▶ [The exercise]:
Reproduce every one of the items below line by line, with no change to any character.

▶ [Rows]:
-------
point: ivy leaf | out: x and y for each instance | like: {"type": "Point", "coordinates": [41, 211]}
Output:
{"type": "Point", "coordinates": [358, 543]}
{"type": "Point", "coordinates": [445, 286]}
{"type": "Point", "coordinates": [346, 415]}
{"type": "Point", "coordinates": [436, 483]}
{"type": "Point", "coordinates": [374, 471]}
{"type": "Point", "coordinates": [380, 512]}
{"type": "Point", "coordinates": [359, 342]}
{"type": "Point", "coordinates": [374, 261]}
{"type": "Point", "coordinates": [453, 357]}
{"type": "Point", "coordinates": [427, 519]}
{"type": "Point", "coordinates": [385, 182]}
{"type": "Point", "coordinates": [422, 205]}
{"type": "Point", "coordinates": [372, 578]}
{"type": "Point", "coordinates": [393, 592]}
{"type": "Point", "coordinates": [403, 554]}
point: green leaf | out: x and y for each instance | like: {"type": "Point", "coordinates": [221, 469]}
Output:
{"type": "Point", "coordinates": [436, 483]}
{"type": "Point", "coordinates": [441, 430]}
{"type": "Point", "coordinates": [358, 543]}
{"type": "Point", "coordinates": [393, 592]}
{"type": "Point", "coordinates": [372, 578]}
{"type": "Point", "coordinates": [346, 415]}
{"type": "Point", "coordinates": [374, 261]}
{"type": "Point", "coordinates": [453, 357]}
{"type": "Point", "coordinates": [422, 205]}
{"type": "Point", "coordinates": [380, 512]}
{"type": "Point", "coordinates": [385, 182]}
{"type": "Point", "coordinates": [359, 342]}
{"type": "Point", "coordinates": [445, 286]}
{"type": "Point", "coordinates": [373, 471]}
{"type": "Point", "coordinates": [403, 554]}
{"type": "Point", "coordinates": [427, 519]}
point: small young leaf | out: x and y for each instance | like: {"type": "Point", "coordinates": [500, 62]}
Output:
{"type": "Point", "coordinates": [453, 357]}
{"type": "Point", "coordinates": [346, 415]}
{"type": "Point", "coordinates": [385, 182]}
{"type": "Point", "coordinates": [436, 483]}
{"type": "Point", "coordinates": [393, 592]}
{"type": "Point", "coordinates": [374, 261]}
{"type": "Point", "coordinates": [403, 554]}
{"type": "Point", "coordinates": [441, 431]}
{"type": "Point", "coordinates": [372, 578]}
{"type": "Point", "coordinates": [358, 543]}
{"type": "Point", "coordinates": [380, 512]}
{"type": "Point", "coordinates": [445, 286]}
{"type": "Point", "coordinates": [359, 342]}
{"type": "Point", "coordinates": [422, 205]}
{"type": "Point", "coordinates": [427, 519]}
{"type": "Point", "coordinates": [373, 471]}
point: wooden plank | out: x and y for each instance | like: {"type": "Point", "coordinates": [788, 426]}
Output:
-------
▶ [Result below]:
point: ivy leaf | out: x and y for each instance | like: {"type": "Point", "coordinates": [41, 211]}
Output:
{"type": "Point", "coordinates": [358, 543]}
{"type": "Point", "coordinates": [445, 286]}
{"type": "Point", "coordinates": [346, 415]}
{"type": "Point", "coordinates": [436, 483]}
{"type": "Point", "coordinates": [374, 471]}
{"type": "Point", "coordinates": [380, 512]}
{"type": "Point", "coordinates": [359, 342]}
{"type": "Point", "coordinates": [374, 261]}
{"type": "Point", "coordinates": [453, 357]}
{"type": "Point", "coordinates": [427, 519]}
{"type": "Point", "coordinates": [385, 182]}
{"type": "Point", "coordinates": [422, 205]}
{"type": "Point", "coordinates": [372, 578]}
{"type": "Point", "coordinates": [393, 592]}
{"type": "Point", "coordinates": [403, 554]}
point: green leaf | out: x and y for each instance | like: {"type": "Point", "coordinates": [221, 469]}
Output:
{"type": "Point", "coordinates": [436, 483]}
{"type": "Point", "coordinates": [441, 430]}
{"type": "Point", "coordinates": [358, 543]}
{"type": "Point", "coordinates": [393, 592]}
{"type": "Point", "coordinates": [372, 578]}
{"type": "Point", "coordinates": [346, 415]}
{"type": "Point", "coordinates": [374, 261]}
{"type": "Point", "coordinates": [453, 357]}
{"type": "Point", "coordinates": [422, 205]}
{"type": "Point", "coordinates": [380, 512]}
{"type": "Point", "coordinates": [385, 182]}
{"type": "Point", "coordinates": [359, 342]}
{"type": "Point", "coordinates": [445, 286]}
{"type": "Point", "coordinates": [373, 471]}
{"type": "Point", "coordinates": [403, 554]}
{"type": "Point", "coordinates": [427, 519]}
point: small young leaf | out: x and y for each instance | like: {"type": "Point", "coordinates": [500, 62]}
Output:
{"type": "Point", "coordinates": [453, 357]}
{"type": "Point", "coordinates": [346, 415]}
{"type": "Point", "coordinates": [385, 182]}
{"type": "Point", "coordinates": [436, 483]}
{"type": "Point", "coordinates": [393, 592]}
{"type": "Point", "coordinates": [374, 261]}
{"type": "Point", "coordinates": [403, 554]}
{"type": "Point", "coordinates": [441, 431]}
{"type": "Point", "coordinates": [372, 578]}
{"type": "Point", "coordinates": [358, 543]}
{"type": "Point", "coordinates": [380, 512]}
{"type": "Point", "coordinates": [445, 286]}
{"type": "Point", "coordinates": [359, 342]}
{"type": "Point", "coordinates": [422, 205]}
{"type": "Point", "coordinates": [427, 519]}
{"type": "Point", "coordinates": [373, 471]}
point: wooden plank | out: x and y for each instance | like: {"type": "Point", "coordinates": [788, 426]}
Output:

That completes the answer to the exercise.